With a 15 year old schoolboy drummer Gabriel McMahon, a 16 year old bass player Tom Sansbury (who is at Music College) and the fiery 17 year old Virgil McMahon on guitar, Virgil & The Accelerators is a young band on the up escalator.

Hailing from Aberystwyth mid - Wales and with barely handful high profile supports behind them Virgil &The Accelerators have seemingly come out of nowhere to make a big impression.

Ostensibly a power trio and fronted by Virgil, a guitarist for whom tone, sustain, dynamics and spontaneity count just as much as speed and volume, Virgil and his band are so much more than many of their contemporaries. Come to think of it, they are so young they probably don't have too many contemporaries let alone any that can boast opening for the likes of The Fabulous Thunderbirds, Carvin Jones and Sherman Robertson.

And while this was ostensibly a low key London debut, the truth of the matter is they provided jaw dropping evidence that they really do have something special.

TASK SET:
(a) Translate this sentence from the band review into Spanish: "And while this was ostensibly a low key London debut, the truth of the matter is they provided jaw dropping evidence that they really do have something special."
(b) Carry on the review of Virgil & The Accelerators, starting right after its last sentence.

Excerpts of bounding box data:
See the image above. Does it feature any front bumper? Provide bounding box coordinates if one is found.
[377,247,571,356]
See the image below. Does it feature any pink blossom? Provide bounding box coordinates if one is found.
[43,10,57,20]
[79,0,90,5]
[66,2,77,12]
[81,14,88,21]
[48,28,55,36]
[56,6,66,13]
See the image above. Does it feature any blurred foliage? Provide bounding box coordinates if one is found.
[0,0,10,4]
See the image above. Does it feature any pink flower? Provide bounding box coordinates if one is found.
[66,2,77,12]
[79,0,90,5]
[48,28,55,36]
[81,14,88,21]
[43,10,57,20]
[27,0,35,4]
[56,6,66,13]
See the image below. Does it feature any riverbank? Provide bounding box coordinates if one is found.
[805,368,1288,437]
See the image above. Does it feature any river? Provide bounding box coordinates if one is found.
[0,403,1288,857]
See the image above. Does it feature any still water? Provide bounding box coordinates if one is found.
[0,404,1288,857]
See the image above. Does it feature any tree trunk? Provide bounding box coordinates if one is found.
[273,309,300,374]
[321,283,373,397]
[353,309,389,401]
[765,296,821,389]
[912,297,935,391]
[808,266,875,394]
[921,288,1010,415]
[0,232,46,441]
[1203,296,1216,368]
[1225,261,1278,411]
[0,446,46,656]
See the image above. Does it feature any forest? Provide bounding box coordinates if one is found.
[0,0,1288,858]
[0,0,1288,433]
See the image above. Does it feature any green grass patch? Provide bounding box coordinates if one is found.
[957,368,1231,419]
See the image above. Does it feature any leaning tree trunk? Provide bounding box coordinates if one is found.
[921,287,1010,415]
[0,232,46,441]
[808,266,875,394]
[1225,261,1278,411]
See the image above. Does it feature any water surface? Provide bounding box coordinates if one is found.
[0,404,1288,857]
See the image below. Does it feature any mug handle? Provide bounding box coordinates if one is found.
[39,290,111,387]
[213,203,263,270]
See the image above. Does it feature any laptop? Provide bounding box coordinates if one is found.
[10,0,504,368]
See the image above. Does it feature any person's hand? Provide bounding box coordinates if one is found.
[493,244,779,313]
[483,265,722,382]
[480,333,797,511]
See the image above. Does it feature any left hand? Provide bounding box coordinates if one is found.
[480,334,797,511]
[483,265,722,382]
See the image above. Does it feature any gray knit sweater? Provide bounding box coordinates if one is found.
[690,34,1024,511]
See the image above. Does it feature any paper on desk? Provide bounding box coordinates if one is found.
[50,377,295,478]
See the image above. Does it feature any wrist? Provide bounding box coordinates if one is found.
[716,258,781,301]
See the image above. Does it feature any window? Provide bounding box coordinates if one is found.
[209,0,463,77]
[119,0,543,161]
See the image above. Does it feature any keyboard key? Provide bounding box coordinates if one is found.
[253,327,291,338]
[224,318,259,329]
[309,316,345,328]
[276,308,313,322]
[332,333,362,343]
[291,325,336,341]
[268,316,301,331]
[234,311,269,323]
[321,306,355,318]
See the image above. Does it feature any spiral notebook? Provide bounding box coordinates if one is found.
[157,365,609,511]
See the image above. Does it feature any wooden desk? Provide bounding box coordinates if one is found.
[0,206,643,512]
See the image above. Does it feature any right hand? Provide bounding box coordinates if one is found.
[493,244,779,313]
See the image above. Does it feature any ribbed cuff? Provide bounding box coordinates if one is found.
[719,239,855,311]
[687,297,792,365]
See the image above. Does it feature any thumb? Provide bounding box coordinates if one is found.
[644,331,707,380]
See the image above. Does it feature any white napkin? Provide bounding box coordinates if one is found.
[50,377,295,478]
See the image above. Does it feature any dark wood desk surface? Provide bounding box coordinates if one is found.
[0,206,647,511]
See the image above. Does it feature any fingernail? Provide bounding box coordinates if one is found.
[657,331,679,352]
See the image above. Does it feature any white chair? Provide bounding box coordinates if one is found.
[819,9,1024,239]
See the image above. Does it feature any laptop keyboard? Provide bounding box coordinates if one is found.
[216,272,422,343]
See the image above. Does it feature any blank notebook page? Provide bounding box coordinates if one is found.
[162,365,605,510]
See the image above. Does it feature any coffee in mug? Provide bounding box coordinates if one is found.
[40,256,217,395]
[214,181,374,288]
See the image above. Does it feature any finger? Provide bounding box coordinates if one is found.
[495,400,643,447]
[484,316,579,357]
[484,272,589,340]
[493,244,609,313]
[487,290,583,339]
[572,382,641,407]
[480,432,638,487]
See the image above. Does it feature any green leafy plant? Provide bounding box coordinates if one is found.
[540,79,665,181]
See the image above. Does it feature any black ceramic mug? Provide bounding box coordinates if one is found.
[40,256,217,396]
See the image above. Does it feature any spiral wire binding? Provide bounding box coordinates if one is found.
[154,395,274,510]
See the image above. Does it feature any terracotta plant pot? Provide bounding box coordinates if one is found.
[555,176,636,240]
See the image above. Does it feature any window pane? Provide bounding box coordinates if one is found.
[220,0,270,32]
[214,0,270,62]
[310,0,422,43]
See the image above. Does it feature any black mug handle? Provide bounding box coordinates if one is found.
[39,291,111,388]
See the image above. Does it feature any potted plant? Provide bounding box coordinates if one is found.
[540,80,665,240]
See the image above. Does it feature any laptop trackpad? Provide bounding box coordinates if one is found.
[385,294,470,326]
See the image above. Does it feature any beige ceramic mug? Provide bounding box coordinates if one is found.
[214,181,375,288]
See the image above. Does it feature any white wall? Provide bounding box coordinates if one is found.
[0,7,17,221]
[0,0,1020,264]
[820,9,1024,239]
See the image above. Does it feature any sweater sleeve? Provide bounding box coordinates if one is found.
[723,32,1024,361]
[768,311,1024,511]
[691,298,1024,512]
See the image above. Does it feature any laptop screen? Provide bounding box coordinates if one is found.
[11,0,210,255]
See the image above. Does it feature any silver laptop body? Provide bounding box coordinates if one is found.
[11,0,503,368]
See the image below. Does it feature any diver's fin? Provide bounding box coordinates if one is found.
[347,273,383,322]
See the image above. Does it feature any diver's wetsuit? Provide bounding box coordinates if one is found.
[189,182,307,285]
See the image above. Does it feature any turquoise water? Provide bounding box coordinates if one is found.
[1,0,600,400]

THE RESULTS:
(a) Y aunque en apariencia se trataba de un discreto debut en Londres, lo cierto es que ofrecieron una prueba asombrosa de que realmente tienen algo especial.

(b)
The two set show at this intimate blues club offered a clue as to their influences and possible future direction. But even that notion was often turned on its head in the course of a handful of familiar numbers that at any time were supplemented by inspired guitar playing, sumptuous bass lines and some powerhouse drumming.

Virgil is a 'feel' player who is not averse pursuing a musical idea to an unlikely conclusion as he dredged up some angular riffs and led the band into some combustible interplay.

So while he found his range on the opening cover of Steve Ray's 'Scuttle Buttin' and quickly settled into a shuffle mode on a cool blues groove, it was the self penned 'Everybody' that really offered a glimpse of the band's future possibilities as they referenced Robert Randolph on a repeated riff that formed the core of an impressive jammed out groove.

Similarly another Virgil effort, the muscular 'What Am I To Do' drew on another of his influences Joe Bonamassa, but the band quickly turned the song into an impressive rock/blues outing all of their own.

They further dipped into the Bonamassa template for 'Had To Cry Today' and a raucous 'Ballad of John Henry', while the impressive rhythm section excelled itself on the fractured funky groove of John Mayer's 'Who Did You Think I Was'. Virgil meanwhile somehow managed to shift his attack from Mayer to Kenny Wayne Shepherd via SRV in the course of barely 4 minutes.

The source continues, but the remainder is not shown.